* **Entries provided**:
********************
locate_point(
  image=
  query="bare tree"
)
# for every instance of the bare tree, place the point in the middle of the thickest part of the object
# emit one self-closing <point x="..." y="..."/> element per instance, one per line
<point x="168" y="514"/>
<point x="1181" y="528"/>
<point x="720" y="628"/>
********************
What is needed is an exact transcription of every entry above.

* **Answer space**:
locate_point(
  image=
  query="bare tree"
)
# for every instance of the bare tree, place the point in the middle of the thickest part of the object
# emit one self-closing <point x="..." y="..."/> element per instance, one per line
<point x="168" y="514"/>
<point x="1181" y="528"/>
<point x="720" y="628"/>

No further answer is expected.